[Point annotations for photos]
- - -

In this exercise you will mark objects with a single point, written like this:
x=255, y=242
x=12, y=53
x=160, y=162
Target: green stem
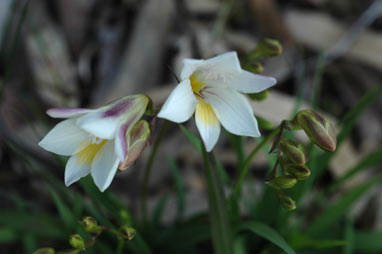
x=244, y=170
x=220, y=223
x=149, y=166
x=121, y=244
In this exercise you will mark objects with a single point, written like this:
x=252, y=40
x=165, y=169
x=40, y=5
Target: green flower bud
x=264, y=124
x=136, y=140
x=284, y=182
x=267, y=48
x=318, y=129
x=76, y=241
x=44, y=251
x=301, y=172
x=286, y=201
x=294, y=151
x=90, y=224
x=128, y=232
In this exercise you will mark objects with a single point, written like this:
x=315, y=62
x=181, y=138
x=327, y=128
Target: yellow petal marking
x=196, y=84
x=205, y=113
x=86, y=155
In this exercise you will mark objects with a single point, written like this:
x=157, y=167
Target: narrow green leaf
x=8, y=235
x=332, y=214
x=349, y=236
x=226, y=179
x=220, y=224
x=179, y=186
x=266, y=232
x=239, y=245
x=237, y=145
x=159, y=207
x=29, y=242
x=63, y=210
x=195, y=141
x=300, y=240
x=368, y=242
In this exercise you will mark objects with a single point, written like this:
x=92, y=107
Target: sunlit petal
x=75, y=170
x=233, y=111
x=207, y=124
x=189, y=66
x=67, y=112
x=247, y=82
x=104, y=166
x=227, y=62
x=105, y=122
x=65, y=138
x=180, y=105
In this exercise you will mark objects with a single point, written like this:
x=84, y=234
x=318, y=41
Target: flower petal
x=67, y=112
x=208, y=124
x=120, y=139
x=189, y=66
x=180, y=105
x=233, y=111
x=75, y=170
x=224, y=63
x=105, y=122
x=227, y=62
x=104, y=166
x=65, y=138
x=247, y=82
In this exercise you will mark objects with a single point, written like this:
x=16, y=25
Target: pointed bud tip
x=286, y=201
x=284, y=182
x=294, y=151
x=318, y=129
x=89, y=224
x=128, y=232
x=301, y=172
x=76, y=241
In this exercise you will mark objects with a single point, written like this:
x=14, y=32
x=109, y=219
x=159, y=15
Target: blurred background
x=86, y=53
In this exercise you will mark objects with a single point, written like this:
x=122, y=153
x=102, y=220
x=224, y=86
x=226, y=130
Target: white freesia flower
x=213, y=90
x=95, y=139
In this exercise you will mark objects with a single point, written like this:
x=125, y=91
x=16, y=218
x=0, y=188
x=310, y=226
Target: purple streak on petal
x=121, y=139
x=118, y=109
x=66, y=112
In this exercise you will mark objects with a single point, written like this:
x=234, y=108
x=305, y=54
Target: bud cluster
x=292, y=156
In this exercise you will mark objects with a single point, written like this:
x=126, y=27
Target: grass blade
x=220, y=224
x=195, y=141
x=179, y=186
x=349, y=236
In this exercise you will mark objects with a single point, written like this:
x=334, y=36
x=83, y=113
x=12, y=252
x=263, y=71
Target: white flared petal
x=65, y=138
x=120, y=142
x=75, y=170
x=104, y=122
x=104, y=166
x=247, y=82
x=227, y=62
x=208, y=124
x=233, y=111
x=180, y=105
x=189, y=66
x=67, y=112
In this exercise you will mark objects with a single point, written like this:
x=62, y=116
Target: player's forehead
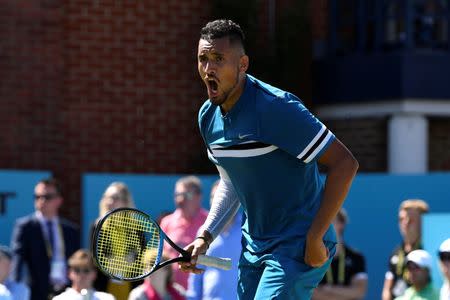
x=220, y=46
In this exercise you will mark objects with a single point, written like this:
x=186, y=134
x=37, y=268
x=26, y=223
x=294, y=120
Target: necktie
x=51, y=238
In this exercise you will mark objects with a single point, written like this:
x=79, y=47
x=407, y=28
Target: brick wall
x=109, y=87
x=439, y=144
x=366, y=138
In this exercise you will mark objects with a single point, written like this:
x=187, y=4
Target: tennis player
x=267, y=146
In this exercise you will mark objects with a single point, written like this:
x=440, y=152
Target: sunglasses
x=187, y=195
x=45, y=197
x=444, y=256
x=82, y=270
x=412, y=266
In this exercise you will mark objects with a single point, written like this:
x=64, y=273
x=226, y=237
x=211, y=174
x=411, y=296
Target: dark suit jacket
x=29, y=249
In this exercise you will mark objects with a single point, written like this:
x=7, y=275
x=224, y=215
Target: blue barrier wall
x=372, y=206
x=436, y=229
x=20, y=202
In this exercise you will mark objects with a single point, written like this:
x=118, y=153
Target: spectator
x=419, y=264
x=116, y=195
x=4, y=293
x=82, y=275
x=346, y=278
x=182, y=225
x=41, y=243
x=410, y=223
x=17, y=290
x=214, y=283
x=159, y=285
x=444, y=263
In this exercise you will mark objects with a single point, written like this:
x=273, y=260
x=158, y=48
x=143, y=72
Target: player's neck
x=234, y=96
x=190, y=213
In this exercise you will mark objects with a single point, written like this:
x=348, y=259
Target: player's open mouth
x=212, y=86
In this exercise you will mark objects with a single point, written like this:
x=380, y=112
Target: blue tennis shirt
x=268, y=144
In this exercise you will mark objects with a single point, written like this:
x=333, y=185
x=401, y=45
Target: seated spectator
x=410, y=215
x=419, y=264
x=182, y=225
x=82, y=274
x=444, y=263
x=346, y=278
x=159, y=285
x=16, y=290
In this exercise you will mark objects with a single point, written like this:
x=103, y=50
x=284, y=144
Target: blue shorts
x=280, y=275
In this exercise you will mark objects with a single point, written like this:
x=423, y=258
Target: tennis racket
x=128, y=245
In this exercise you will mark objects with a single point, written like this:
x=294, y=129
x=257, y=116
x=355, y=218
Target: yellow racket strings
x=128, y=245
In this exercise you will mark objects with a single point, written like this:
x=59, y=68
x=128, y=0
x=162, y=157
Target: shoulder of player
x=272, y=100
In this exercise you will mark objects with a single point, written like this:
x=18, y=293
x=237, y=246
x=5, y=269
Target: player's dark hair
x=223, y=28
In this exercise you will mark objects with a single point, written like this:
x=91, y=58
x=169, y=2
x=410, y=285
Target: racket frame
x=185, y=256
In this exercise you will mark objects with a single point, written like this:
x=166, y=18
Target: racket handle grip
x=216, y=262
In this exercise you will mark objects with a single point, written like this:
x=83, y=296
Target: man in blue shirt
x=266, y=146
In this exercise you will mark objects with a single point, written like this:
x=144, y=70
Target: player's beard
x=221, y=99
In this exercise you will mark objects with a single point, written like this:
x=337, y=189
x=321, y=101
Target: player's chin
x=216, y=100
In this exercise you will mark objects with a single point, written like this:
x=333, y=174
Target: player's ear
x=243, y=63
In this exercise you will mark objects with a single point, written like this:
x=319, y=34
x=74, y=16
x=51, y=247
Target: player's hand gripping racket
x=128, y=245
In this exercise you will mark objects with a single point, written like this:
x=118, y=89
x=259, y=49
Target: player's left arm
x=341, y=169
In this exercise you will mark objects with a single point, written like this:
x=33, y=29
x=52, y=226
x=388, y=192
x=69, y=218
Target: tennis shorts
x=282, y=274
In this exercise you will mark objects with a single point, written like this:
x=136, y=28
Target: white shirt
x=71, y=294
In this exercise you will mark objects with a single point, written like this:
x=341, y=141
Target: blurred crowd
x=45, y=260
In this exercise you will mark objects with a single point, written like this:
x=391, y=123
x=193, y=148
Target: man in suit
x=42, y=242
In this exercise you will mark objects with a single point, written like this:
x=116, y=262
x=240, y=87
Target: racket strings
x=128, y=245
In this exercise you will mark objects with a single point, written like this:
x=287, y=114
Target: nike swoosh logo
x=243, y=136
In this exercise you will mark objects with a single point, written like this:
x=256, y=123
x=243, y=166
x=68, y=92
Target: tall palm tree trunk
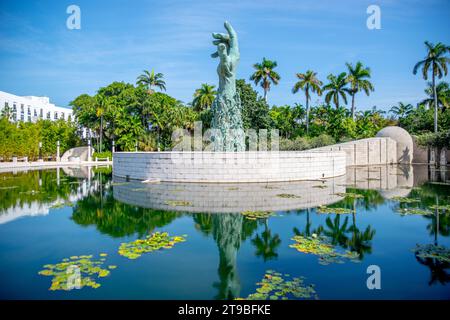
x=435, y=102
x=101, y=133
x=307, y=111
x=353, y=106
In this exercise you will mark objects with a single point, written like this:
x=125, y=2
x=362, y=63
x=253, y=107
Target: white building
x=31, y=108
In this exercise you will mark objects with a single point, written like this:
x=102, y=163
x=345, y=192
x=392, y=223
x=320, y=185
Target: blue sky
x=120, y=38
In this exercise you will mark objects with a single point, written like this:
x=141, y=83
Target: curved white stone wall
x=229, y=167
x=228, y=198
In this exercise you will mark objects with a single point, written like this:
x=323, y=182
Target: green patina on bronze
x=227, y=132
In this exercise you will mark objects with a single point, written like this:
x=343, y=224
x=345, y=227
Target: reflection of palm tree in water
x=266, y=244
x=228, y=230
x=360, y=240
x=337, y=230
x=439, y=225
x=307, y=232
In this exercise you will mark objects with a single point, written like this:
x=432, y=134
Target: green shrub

- - -

Exercise task ▸ Collect every line from the entries that contains the word "wall", and copy each one out in full.

The solution ▸
Target: brick wall
Target: blue barrier wall
Target: curved white stone wall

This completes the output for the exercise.